=== Source passage ===

— Start —

Operator: Hello, everyone. Thank you for joining us and welcome to Lemonade’s Q1 2026 earnings call. Operator Instructions] I will now hand the conference over to Lemonade to begin the call. Please go ahead.
Unknown Executive: Good morning, and welcome to Lemonade’s First Quarter 2026 Earnings Call. Joining us on our call today, we have Daniel Schreiber, CEO and Co-Founder; Shai Wininger, President and Co-Founder; Tim Bitsy, Chief Financial Officer; and Nick Stead, SVP Finance. A letter to shareholders covering the company’s first quarter 2026 financial results is available on our Investor Relations website at lemonade.com/investor. I would like to remind you that management’s remarks made on this call may contain forward-looking statements within the meaning of the Private Securities Litigation Reform Act of 1995. Actual results may differ materially from those indicated by these forward-looking statements as a result of various important factors, including those discussed in the Risk Factors section of our most recent Form 10-K filed with the SEC and our more recent filings with the SEC.
Any forward-looking statements made on this call represent our views only as of today, and we undertake no obligation to update them. We will be referring to certain non-GAAP financial measures on today’s call, including adjusted EBITDA, adjusted free cash flow and adjusted gross profit, which we believe may be important to investors to assess our operating performance. Reconciliations of our non-GAAP financial measures to the most directly comparable GAAP financial measures are included in our letter to shareholders. Our letter to shareholders also includes information about our key performance indicators, including number of customers, in-force premium, premium per customer, annual dollar retention, gross earned premium, gross loss ratio, gross loss ratio ex cat, trailing 12-month loss ratio and net loss ratio and a definition of each metric, why each is useful to investors and how we use each to monitor and manage our business.

— End —

=== Written instruction ===
Summarize the earnings call opening in two sentences. The listing that follows has no connection to the earnings call opening.

=== Records shown ===
— Start —

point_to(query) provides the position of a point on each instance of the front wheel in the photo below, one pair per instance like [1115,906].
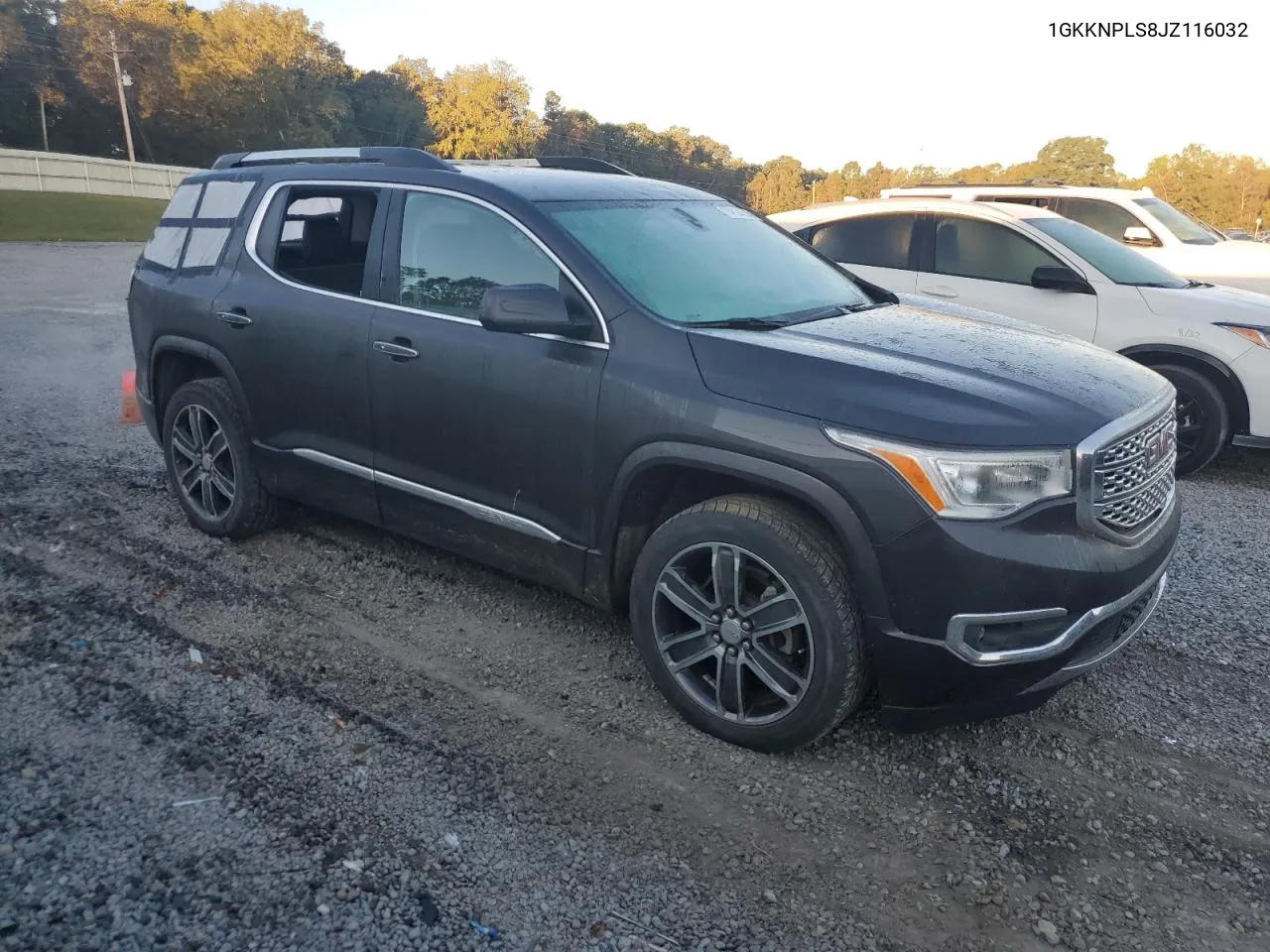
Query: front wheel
[743,616]
[1203,417]
[209,465]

— End —

=== Response to the exercise ===
Lemonade's first quarter 2026 earnings call opens by introducing Daniel Schreiber, Shai Wininger, Tim Bitsy and Nick Stead, and by noting that the shareholder letter on the results is available at lemonade.com/investor. Listeners are reminded that forward-looking statements may differ materially from actual results and that the call will refer to non-GAAP measures such as adjusted EBITDA, with reconciliations and key performance indicator definitions included in the shareholder letter.